-- Reading passage --
<<<<

Hours later, they learned from a homicide detective that Krystle Campbell had died immediately after one of the explosions. The woman in surgery was her friend.

Campbell says they think about Krystle every day.

---

12:30 p.m.

A woman who lost her legs in the Boston Marathon bombing is the first witness to testify in the penalty phase of Dzhokhar Tsarnaev's (joh-HAHR' tsahr-NEYE'-ehvz) trial.

Celeste Corcoran on Tuesday recalled being thrown into the air and landing hard on the sidewalk after the first bomb exploded.

She says: ''I remember hearing just blood-curdling screams.'' She says the pain was so great that she felt like she wanted to die, but she quickly regained her resolve to live when she thought of her family.

Corcoran says she learned only after her legs were amputated that her 17-year-old daughter, Sydney, had also been seriously hurt and almost bled to death. The mother and daughter shared a hospital room for weeks, then had adjoining rooms at a rehabilitation hospital.

---

11:15 a.m.

A prosecutor has shown jurors a photograph of Dzhokhar Tsarnaev (joh-HAHR' tsahr-NEYE'-ehv) giving the middle finger to a video camera in his jail cell three months after he bombed the Boston Marathon.

The photo was taken from a video surveillance camera in Tsarnaev's cell when he was arraigned on the bombing charges in July 2013.

>>>>

-- Using the information --
1 > Answer these questions using the passage on the Boston Marathon bombing trial.
(a) From whom did they learn that Krystle Campbell had died?
(b) How old was Celeste Corcoran's daughter, Sydney?
(c) In what month and year was Tsarnaev arraigned on the bombing charges?
2 > Reproduce word for word the part of the passage on the Boston Marathon bombing trial starting at "Campbell says they" and ending at "of her family.".

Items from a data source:
<<<<

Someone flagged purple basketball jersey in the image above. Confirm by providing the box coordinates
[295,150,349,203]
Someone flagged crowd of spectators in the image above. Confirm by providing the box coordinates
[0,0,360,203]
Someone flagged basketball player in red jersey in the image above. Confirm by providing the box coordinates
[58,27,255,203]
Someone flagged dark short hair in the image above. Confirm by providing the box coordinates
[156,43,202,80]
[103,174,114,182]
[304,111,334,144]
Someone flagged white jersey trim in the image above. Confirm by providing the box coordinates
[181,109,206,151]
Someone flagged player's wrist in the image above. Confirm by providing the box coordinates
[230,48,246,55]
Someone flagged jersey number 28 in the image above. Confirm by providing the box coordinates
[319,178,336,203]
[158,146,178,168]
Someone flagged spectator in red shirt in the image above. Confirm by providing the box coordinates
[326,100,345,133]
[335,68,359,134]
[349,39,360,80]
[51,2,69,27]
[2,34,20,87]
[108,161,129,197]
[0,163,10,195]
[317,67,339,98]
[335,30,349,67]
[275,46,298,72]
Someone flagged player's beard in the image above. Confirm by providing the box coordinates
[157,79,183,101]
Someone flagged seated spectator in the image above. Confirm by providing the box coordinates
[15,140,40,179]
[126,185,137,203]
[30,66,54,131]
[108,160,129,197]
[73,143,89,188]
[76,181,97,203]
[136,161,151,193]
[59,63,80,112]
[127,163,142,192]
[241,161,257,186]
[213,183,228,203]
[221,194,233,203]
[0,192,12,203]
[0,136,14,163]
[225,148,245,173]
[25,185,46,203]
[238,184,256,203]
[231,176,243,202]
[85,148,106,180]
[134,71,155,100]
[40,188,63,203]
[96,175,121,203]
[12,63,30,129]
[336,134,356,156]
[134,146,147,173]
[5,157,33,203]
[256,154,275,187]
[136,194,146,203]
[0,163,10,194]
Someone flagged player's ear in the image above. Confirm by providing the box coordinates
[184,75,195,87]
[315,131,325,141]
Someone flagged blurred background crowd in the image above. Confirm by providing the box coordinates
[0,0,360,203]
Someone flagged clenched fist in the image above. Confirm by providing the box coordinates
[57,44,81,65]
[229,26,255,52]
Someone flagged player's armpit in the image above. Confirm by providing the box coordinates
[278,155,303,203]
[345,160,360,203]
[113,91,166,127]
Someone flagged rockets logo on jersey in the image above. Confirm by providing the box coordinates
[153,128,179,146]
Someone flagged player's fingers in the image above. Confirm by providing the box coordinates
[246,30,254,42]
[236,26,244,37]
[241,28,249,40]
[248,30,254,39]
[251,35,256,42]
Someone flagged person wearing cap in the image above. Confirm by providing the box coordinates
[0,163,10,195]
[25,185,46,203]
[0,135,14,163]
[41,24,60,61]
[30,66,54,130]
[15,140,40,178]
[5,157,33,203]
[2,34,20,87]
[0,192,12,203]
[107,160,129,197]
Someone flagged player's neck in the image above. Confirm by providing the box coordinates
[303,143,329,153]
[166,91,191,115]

>>>>

-- Outputs for the tasks --
1 >
(a) A homicide detective
(b) 17
(c) July 2013

2 >
Campbell says they think about Krystle every day.

---

12:30 p.m.

A woman who lost her legs in the Boston Marathon bombing is the first witness to testify in the penalty phase of Dzhokhar Tsarnaev's (joh-HAHR' tsahr-NEYE'-ehvz) trial.

Celeste Corcoran on Tuesday recalled being thrown into the air and landing hard on the sidewalk after the first bomb exploded.

She says: ''I remember hearing just blood-curdling screams.'' She says the pain was so great that she felt like she wanted to die, but she quickly regained her resolve to live when she thought of her family.